Rewrite the stretch from the line containing "point: small green" through the end of the lines, replacing "leaf" with "sprout" and leaving everything else unchanged.
- - -
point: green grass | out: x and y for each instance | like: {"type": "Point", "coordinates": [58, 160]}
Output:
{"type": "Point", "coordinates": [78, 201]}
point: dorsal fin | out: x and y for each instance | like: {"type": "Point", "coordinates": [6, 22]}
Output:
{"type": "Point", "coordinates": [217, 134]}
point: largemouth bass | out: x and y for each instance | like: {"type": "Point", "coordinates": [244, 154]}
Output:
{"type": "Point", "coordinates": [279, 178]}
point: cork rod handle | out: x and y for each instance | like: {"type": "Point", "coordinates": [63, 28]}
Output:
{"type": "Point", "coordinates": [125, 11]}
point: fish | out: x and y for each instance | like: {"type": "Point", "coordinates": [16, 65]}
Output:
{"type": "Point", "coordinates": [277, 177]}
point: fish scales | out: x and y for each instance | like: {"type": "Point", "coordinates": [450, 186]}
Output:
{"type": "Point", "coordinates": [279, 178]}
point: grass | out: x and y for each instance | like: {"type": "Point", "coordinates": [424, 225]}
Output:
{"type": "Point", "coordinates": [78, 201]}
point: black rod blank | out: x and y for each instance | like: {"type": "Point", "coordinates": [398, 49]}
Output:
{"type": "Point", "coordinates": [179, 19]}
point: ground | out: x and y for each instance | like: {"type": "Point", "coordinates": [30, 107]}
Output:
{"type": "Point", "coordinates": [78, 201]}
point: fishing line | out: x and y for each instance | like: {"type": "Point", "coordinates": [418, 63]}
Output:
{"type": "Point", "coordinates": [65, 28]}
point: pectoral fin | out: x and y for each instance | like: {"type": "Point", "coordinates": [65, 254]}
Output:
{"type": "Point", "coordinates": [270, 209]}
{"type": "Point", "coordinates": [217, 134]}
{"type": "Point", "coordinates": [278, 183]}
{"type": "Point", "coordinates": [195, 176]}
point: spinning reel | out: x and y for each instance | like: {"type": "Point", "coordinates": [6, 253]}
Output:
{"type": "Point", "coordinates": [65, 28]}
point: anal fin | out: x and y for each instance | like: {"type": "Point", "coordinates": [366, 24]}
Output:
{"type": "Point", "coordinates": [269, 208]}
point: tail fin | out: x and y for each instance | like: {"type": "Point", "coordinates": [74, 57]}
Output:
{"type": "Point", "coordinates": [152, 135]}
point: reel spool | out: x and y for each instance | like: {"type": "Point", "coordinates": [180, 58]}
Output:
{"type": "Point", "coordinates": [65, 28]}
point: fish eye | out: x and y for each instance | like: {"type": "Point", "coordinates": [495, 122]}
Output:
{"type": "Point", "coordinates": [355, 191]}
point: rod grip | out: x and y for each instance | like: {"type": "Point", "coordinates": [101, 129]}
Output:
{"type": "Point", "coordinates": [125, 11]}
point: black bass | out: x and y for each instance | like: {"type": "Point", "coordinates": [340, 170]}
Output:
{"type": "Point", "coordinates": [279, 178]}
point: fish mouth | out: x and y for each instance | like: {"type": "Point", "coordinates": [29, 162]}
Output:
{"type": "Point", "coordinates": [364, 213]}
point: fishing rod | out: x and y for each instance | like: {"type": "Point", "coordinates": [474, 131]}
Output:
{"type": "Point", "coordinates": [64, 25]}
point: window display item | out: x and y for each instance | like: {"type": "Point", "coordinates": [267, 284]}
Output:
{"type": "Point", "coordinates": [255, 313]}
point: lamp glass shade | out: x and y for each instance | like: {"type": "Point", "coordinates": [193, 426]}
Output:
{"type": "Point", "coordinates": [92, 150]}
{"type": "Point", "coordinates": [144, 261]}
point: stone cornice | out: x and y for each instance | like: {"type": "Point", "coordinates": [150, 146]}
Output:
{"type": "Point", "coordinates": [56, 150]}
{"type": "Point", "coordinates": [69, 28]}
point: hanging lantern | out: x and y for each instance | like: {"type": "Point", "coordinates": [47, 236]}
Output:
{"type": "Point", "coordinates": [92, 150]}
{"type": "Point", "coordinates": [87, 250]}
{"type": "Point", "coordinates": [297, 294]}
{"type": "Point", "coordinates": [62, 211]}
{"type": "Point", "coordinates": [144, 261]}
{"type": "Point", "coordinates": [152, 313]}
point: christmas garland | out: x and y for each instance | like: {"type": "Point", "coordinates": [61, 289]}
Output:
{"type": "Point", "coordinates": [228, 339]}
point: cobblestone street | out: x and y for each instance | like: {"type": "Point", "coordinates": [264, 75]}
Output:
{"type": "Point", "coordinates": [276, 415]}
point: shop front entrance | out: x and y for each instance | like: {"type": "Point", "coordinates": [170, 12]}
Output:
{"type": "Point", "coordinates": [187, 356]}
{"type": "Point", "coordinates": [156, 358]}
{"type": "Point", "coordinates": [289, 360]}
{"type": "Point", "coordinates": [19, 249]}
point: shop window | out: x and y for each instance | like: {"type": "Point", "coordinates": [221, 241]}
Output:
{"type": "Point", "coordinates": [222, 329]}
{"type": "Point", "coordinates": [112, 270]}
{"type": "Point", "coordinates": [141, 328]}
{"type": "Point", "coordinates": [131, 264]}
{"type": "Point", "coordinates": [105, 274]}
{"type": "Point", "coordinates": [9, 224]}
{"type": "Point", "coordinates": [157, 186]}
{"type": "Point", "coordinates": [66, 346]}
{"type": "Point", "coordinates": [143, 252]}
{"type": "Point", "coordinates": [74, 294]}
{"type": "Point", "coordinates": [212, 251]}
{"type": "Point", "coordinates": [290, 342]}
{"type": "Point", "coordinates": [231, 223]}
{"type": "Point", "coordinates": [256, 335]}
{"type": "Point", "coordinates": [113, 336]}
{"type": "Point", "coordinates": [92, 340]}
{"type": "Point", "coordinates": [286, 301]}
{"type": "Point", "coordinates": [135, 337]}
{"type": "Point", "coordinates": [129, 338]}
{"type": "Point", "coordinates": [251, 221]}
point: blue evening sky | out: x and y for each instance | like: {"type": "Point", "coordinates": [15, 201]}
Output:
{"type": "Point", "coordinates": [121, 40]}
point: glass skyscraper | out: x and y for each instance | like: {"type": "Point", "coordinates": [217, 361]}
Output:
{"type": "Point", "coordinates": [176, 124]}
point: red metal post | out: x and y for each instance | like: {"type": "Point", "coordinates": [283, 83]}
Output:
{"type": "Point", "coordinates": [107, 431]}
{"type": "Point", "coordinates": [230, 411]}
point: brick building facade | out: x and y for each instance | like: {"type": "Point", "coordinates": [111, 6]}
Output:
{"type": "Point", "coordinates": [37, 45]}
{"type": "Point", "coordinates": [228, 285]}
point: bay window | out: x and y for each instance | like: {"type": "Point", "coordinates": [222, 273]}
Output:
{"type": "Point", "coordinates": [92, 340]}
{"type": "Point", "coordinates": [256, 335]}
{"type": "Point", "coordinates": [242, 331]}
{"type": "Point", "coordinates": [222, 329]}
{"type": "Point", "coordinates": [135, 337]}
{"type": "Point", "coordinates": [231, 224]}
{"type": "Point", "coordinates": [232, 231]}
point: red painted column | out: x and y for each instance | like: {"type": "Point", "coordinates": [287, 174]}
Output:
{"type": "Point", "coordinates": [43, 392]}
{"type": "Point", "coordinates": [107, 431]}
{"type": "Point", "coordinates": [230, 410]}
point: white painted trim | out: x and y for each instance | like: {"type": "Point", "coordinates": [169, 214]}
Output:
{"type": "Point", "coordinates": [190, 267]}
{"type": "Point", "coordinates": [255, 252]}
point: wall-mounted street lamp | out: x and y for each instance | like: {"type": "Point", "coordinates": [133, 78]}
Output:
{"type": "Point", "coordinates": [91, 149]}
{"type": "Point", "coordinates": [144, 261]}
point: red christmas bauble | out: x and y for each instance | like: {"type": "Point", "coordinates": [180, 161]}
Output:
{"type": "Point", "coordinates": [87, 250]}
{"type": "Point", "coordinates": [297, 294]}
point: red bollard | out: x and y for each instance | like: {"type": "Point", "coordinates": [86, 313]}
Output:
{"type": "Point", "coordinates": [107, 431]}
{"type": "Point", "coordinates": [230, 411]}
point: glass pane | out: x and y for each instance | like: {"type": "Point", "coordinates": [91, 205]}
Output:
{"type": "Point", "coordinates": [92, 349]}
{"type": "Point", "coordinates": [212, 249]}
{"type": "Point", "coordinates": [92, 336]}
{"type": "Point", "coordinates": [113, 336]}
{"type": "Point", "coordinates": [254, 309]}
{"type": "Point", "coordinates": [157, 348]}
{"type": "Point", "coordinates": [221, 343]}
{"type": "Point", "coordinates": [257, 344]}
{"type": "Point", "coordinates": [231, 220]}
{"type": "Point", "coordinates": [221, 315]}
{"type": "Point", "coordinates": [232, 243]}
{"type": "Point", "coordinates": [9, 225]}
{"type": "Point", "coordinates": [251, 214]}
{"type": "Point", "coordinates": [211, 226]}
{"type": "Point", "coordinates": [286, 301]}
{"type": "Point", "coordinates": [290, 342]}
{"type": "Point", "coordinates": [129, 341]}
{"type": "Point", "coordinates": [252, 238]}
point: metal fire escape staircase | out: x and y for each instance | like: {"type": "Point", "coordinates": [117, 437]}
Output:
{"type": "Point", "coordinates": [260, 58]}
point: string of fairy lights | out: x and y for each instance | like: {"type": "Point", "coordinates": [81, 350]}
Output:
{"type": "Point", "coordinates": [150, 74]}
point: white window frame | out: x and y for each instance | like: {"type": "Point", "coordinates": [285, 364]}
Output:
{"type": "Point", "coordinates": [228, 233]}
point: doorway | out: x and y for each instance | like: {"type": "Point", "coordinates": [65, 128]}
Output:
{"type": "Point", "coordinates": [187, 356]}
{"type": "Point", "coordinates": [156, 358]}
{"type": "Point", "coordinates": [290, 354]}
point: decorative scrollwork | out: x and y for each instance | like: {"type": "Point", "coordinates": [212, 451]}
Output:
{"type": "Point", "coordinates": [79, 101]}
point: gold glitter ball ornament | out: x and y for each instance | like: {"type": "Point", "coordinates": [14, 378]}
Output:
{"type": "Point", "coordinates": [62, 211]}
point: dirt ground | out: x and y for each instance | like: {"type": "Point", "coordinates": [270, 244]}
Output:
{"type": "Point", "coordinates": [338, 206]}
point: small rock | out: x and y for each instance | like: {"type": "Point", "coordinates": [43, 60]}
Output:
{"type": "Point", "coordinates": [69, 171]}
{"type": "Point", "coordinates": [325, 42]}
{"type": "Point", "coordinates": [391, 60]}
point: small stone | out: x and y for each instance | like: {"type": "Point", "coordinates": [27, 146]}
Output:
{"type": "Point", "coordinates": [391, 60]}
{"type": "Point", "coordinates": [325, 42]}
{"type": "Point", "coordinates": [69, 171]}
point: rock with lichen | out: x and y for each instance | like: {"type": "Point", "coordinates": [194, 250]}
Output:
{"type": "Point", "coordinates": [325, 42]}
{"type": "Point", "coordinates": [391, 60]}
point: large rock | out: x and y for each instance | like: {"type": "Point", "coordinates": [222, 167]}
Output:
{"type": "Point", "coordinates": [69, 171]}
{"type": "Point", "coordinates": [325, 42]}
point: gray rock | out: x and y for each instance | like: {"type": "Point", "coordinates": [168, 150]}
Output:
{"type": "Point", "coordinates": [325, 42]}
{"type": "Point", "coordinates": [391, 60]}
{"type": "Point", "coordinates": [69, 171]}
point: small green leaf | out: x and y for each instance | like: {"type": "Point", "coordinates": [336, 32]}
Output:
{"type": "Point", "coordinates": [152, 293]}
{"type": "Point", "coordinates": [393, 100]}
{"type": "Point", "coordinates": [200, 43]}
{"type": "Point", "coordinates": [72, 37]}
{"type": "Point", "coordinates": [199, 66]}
- - -
Output below →
point: small green sprout | out: x and y for each instance | like: {"type": "Point", "coordinates": [336, 32]}
Output:
{"type": "Point", "coordinates": [152, 293]}
{"type": "Point", "coordinates": [393, 100]}
{"type": "Point", "coordinates": [200, 43]}
{"type": "Point", "coordinates": [72, 37]}
{"type": "Point", "coordinates": [199, 66]}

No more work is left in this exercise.